_Directions for this task_
Please revise all of the lines below, swapping "with a single pin" for "with one pin" wherever it occurs and leaving everything else untouched.
** start Data for this exercise **
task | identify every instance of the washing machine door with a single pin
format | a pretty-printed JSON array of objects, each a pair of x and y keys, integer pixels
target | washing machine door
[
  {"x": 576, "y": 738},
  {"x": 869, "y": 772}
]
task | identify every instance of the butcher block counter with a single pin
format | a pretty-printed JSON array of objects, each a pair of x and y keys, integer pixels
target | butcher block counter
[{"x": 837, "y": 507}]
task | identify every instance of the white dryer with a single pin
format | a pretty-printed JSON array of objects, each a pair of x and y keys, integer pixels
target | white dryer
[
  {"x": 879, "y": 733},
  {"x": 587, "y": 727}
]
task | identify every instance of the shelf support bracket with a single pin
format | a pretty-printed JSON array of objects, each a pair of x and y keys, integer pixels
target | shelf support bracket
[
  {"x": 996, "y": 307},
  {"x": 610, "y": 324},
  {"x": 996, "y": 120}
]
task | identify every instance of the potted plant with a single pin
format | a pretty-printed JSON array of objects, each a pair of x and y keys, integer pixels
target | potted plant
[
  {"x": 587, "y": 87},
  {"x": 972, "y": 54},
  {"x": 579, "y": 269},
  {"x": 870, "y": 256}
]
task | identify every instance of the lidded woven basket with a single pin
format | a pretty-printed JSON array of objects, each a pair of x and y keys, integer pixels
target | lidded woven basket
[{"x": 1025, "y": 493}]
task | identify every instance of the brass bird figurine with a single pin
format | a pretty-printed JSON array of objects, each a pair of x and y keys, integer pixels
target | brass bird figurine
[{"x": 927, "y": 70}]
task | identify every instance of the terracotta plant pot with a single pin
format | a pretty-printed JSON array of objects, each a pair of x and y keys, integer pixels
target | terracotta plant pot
** end Data for this exercise **
_Task solution_
task | identify every instance of the washing machine door with one pin
format | a pretty-printed JSON array of objects, each a pair of x and y keys, integer pixels
target | washing machine door
[
  {"x": 576, "y": 738},
  {"x": 869, "y": 772}
]
task | identify every instance of the butcher block counter with one pin
format | a pretty-printed JSON array of objects, each a pair of x and y keys, integer pixels
target | butcher block counter
[{"x": 837, "y": 507}]
task | identify every instance of the white dryer with one pin
format | a pretty-printed JSON array of objects, each a pair of x and y keys, integer pixels
target | white dryer
[
  {"x": 879, "y": 733},
  {"x": 587, "y": 727}
]
task | identify every instance of the shelf support bracket with one pin
format | a pretty-printed JSON array of objects, each a pair of x and y keys, integer pixels
target | shelf support bracket
[
  {"x": 996, "y": 307},
  {"x": 610, "y": 324},
  {"x": 996, "y": 120}
]
task | identify every instance of the potted plant with one pin
format | a pretty-printed JSON array of objects, each a pair of x and y keys, integer pixels
target | potted plant
[
  {"x": 587, "y": 87},
  {"x": 972, "y": 54},
  {"x": 579, "y": 269},
  {"x": 870, "y": 256}
]
task | identify every instance of the lidded woven basket with one pin
format | a pretty-printed JSON array of objects, each a pair of x and y keys, integer pixels
target | lidded woven basket
[{"x": 1025, "y": 493}]
task | identify every instance of the brass bird figurine with one pin
format | a pretty-printed JSON array of objects, each a pair of x and y keys, integer pixels
target | brass bird figurine
[{"x": 927, "y": 70}]
task | identify every instance of the terracotta plant pot with one pin
format | a pretty-printed JSON array of objects, each a pair of x and y keys, integer pixels
target | terracotta plant pot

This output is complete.